What to do:
• a. List every change that the optimism essay says optimism has made in its writer.
• b. From the optimism essay, quote the passage that begins at the words "I thought it" and ends after the words "cloud. Disappointing, RIGHT?".

Selected passage:
==================================================

From mountains to music: How optimism can help you conquer anything
By Maeve Atkinson
The first step, I think, to being an optimist is not giving up. Hard things can sometimes feel like you are climbing a mountain. Sometimes these hard things are painful, tiring, and take a long time. But if you keep persisting, and when YOU get to the top of that mountain, it feels REAL GOOD! Doesn’t it?
One of the hardest mountains I’ve ever climbed is when I climbed over a real mountain. YES, I have climbed over a real mountain before. Honestly, I was already tired when we got to the base of the mountain. For my little 9-year-old legs, walking a half-mile to where we were going to hike was not ideal. I actually thought for a while that we were going to walk over to see the mountain and then walk back to the car. I mean, of course, I did. It was raining outside, and my legs were killing me while we walked up the paved bottom part of the mountain. I really wanted to turn back. I really did. But I kept reminding myself that at the top of the mountain, it would LOOK REALLY COOL. Soon enough, we were hiking up the mountain. I recall when we were partway up the mountain, half of my brain was telling me “YOU GOT THIS,” and the other half of my brain was telling me “TURN AROUND.”
I thought it was going to be BREATHTAKING to see the city from the top of the mountain. Well, that didn’t happen. By the time we reached the top of the mountain, we were in a cloud. Disappointing, RIGHT?
But I found something in me that I hadn’t found before … OPTIMISM. Even though I didn’t achieve seeing the city from up high, I was on the top of a mountain. I kept going, even though I didn’t want to. By the time we were at the top, my whole brain was telling me — YOU GOT THIS & YOU ARE GOING TO FINISH. Optimism and very supportive Norwegian relatives helped me climb the first and perhaps the biggest mountain I will ever climb. Optimism has made me a better person. Not only has it made me happier, but it has also made me nicer and more confident.
Since I succeeded in climbing over a real mountain, I’ve climbed over other mountains, too, FIGURATIVELY. I started playing the violin when I was 6 years old. Last year I tried out for a citywide orchestra called GTCYS (GTCYS stands for Greater Twin Cities Youth Symphony). It was a little bit scary to walk into the first practice. I didn’t know anyone, and when I tried to play the music, it was harder than the music I was used to playing. But I smiled and made some friends who helped me learn the music.
What I have learned this year in GTCYS is that my conductor, Mary Sorlie, doesn’t care if we’re tired, and that you’re not going to get good at something if you don’t practice. Like, one time I had to memorize a song called “Jupiter.” This was because that performance was optional. So, for a long time, I thought I wasn’t going to be doing this performance. Anyways, I signed up for the orchestrating opportunities and started to memorize “Jupiter.” For the first 10 minutes of practicing, I just kept thinking to myself, there is no way I can memorize this, nevertheless play it correctly with the music in front of me.
But I remembered that pretty much the same thing happened to me when I was climbing a mountain, and that turned out to be one of my favorite parts of that vacation. So, I kept practicing, and two days later, I went to Orchestra Hall and performed “Jupiter.” Performing there was so much fun, and it was just because I was optimistic that I could do it.
When you set your mind to something, there is a really good chance you will succeed. Succeeding is a lot of fun for me, so I try harder. Now, I feel like I’ve completed the first step to being an optimist. Everyone has times when they want to give up, and those are some examples of when I was going to give up. But I didn’t, and I’m glad I didn’t. I couldn’t have completed either of these things without optimism. THANK YOU!

==================================================

Records supplied:
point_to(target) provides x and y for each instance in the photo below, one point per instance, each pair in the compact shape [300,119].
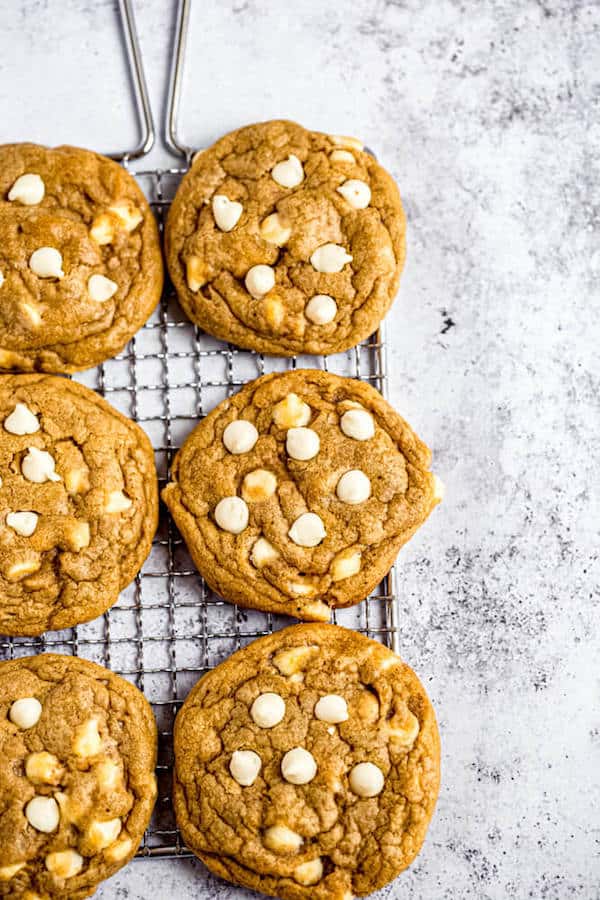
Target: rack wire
[168,628]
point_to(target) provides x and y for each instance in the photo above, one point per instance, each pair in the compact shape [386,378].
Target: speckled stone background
[488,115]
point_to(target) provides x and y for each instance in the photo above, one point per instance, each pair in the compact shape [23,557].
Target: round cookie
[286,241]
[295,495]
[78,751]
[78,503]
[80,260]
[330,797]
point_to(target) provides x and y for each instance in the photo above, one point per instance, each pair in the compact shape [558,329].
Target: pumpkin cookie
[307,765]
[77,757]
[78,503]
[286,241]
[295,495]
[80,261]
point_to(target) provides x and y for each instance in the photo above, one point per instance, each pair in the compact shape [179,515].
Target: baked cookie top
[77,757]
[295,495]
[286,241]
[78,503]
[307,765]
[80,261]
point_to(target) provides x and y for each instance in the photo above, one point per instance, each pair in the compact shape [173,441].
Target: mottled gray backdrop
[487,113]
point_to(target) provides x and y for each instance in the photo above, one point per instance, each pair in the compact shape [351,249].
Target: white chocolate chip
[358,424]
[300,589]
[21,421]
[87,741]
[231,514]
[342,140]
[120,850]
[46,262]
[295,659]
[288,173]
[101,289]
[42,814]
[28,189]
[273,231]
[298,766]
[291,412]
[332,709]
[263,553]
[24,567]
[43,768]
[26,712]
[366,780]
[353,487]
[274,311]
[8,872]
[101,835]
[240,436]
[267,710]
[128,214]
[439,488]
[321,309]
[317,611]
[355,192]
[341,156]
[308,530]
[24,523]
[259,280]
[38,466]
[245,766]
[281,839]
[346,564]
[226,212]
[302,443]
[329,258]
[309,873]
[117,501]
[258,486]
[403,731]
[64,863]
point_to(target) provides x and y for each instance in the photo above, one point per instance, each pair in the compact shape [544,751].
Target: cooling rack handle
[172,139]
[140,88]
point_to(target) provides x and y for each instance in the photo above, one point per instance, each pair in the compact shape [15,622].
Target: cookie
[286,241]
[78,751]
[307,765]
[78,503]
[80,260]
[295,495]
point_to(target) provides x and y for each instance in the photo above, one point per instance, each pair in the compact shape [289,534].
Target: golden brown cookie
[307,765]
[286,241]
[77,758]
[295,495]
[78,503]
[80,260]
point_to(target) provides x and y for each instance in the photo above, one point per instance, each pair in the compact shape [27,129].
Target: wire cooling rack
[167,627]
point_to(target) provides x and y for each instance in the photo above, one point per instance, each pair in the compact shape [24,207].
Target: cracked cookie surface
[307,765]
[286,241]
[77,758]
[80,260]
[78,503]
[295,495]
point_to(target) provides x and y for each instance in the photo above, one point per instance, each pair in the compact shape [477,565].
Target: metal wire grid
[167,627]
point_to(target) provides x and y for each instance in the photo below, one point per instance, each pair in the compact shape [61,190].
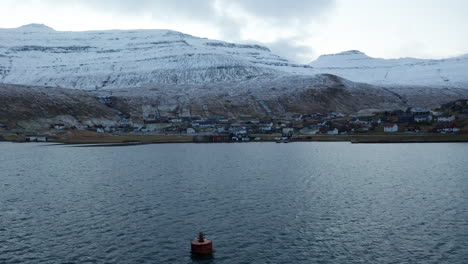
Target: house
[390,128]
[36,139]
[287,131]
[419,111]
[447,128]
[59,126]
[413,129]
[422,118]
[405,119]
[333,132]
[446,118]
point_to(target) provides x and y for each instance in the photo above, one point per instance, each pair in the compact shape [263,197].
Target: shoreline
[130,140]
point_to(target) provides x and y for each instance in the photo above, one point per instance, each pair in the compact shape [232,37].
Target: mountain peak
[35,27]
[354,53]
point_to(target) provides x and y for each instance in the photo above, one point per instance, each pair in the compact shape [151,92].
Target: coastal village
[451,118]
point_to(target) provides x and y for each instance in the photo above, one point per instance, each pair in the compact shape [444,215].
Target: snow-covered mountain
[38,55]
[357,66]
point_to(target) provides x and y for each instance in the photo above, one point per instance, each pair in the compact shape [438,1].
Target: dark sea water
[259,202]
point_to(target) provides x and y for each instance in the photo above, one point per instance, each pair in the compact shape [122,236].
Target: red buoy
[202,246]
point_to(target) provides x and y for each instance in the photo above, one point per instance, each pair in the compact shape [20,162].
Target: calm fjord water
[259,202]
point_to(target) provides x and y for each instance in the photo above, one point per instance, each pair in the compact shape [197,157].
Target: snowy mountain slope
[357,66]
[38,55]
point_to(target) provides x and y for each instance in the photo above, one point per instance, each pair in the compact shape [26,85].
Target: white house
[446,118]
[423,118]
[287,130]
[333,132]
[390,128]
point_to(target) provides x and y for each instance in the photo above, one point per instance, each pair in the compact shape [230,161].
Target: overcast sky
[299,30]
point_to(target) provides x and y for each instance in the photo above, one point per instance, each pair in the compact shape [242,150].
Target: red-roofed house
[390,128]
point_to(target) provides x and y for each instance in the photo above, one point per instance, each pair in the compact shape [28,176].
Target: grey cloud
[278,10]
[275,13]
[292,50]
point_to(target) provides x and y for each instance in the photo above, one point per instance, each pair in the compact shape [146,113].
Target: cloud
[294,51]
[279,24]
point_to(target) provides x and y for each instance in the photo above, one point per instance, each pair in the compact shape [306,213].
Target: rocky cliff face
[39,107]
[39,55]
[357,66]
[178,74]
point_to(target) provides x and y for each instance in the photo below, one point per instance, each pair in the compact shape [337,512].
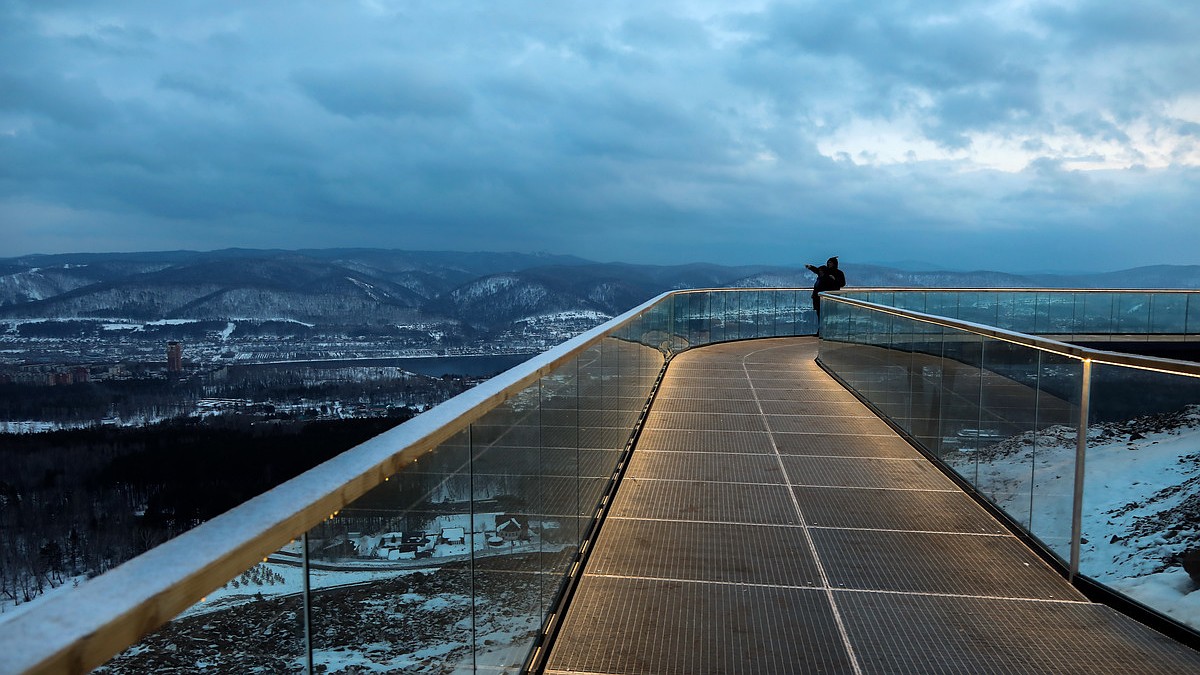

==================================================

Solutions to each task:
• a.
- A better person
- Happier
- Nicer
- More confident

• b.
I thought it was going to be BREATHTAKING to see the city from the top of the mountain. Well, that didn’t happen. By the time we reached the top of the mountain, we were in a cloud. Disappointing, RIGHT?